Given passage:
>> BEGIN

As these clients get more experienced in the cloud, they’re extending farther into the cloud, perhaps into the public cloud, and accessing other parts of the IBM cloud catalog like IBM Watson* services. “Clients have the opportunity to modernize, extend and leverage client data, expertise and intellectual property in new and exciting ways,” he says.
Clients who are new to cloud don’t have to go from zero to zoom right away. “Clients can approach it in a crawl, walk and run way,” explains Daubman. A retailer is using that approach to integrate cloud into its operations. The company is learning to crawl by using development in the IBM Cloud. It will deploy DR in the IBM Cloud as its walk phase. When the retailer is ready to run, it may be ready to place some production in IBM Cloud.
Guidance Is Always Available
Whether an organization is experienced with cloud or just embarking on the road to cloud, IBM is ready to offer guidance and assistance at a level that’s commensurate with the client’s cloud knowledge. IBM Services can assist with managed services as well as migration services.

>> END

Dataset records:
>> BEGIN

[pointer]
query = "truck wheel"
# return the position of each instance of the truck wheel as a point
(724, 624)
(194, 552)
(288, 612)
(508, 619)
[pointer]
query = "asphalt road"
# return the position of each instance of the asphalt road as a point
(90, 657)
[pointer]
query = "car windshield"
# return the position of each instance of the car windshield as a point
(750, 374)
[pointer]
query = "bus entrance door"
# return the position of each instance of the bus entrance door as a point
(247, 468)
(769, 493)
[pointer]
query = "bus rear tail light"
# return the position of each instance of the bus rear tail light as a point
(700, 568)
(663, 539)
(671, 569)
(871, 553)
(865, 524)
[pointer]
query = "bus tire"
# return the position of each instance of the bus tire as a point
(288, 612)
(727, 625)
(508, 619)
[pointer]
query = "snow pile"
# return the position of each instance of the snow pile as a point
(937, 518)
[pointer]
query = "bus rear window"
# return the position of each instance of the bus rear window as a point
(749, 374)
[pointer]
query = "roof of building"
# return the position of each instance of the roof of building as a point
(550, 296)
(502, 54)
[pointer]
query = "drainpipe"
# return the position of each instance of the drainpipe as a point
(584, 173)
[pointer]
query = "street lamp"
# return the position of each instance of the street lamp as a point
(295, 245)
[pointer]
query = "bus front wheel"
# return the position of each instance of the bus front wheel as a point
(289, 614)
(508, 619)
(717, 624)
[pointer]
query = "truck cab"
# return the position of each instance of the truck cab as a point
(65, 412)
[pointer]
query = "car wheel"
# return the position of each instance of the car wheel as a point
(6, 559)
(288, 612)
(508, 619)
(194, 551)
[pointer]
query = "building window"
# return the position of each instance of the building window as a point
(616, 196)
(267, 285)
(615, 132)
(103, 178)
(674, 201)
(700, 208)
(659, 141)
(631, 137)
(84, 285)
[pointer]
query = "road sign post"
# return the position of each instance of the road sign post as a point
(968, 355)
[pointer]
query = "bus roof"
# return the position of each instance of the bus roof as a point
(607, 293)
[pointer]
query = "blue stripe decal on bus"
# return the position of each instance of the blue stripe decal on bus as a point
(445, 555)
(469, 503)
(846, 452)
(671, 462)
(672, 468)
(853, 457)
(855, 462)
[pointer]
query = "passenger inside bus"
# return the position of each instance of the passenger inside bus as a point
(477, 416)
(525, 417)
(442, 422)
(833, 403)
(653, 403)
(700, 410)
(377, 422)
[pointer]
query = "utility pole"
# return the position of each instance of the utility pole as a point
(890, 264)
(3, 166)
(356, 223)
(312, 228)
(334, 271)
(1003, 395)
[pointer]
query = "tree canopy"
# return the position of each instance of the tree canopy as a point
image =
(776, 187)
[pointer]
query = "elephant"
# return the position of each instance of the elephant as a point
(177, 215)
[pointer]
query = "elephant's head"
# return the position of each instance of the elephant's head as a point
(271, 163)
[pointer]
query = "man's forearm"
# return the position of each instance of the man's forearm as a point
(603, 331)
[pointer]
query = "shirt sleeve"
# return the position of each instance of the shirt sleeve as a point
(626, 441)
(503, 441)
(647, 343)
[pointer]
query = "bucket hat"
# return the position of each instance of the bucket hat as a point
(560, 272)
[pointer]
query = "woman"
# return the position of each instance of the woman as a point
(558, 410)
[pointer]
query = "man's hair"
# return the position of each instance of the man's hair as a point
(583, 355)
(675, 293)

>> END

The problem: Can you reproduce the entire passage on clients adopting the IBM cloud, word for word?

Task answer:
As these clients get more experienced in the cloud, they’re extending farther into the cloud, perhaps into the public cloud, and accessing other parts of the IBM cloud catalog like IBM Watson* services. “Clients have the opportunity to modernize, extend and leverage client data, expertise and intellectual property in new and exciting ways,” he says.
Clients who are new to cloud don’t have to go from zero to zoom right away. “Clients can approach it in a crawl, walk and run way,” explains Daubman. A retailer is using that approach to integrate cloud into its operations. The company is learning to crawl by using development in the IBM Cloud. It will deploy DR in the IBM Cloud as its walk phase. When the retailer is ready to run, it may be ready to place some production in IBM Cloud.
Guidance Is Always Available
Whether an organization is experienced with cloud or just embarking on the road to cloud, IBM is ready to offer guidance and assistance at a level that’s commensurate with the client’s cloud knowledge. IBM Services can assist with managed services as well as migration services.